§ Supplied entries
──────────────────────────────
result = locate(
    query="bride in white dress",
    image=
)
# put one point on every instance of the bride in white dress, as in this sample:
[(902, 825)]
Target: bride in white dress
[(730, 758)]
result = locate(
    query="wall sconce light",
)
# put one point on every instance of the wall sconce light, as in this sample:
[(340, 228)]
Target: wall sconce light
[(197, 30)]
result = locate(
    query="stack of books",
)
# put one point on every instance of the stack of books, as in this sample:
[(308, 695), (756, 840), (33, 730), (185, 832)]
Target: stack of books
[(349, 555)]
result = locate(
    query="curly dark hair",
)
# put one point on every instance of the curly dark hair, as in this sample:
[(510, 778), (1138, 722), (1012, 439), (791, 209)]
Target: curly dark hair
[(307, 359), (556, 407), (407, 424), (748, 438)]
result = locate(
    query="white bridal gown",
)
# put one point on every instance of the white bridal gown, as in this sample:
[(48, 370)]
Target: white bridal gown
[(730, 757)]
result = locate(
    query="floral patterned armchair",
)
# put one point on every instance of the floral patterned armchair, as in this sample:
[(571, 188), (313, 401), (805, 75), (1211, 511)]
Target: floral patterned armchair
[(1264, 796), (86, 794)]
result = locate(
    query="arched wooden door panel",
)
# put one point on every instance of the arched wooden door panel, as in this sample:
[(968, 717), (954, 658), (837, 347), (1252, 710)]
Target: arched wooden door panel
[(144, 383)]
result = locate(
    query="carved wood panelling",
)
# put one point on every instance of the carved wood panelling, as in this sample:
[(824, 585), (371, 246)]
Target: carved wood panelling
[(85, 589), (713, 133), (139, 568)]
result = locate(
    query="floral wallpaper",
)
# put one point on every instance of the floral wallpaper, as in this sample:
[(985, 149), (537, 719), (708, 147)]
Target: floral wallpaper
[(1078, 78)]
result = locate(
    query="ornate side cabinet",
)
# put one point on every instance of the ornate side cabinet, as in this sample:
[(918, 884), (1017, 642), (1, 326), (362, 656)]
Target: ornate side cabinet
──────────────────────────────
§ Task to complete
When you reach the line containing "# put one point on every instance of the carved" in the listing, transcribe it and every line after it exactly, through the last line, and add nothing.

§ Result
# put one point on every instance of the carved wood panelling, as in this sample:
[(824, 585), (371, 246)]
Target: carved wood panelling
[(85, 589), (713, 133), (139, 568)]
result = locate(
    query="floral wallpaper",
)
# put one point on every instance of the floral wallpaper, as in this sample:
[(985, 149), (537, 719), (708, 147)]
Target: floral wallpaper
[(1078, 78)]
result = locate(
    query="ornate side cabinet",
)
# put one point on every instance of the ornate side cabinet, as in this sample:
[(918, 884), (1017, 642), (1, 326), (362, 656)]
Target: ornate side cabinet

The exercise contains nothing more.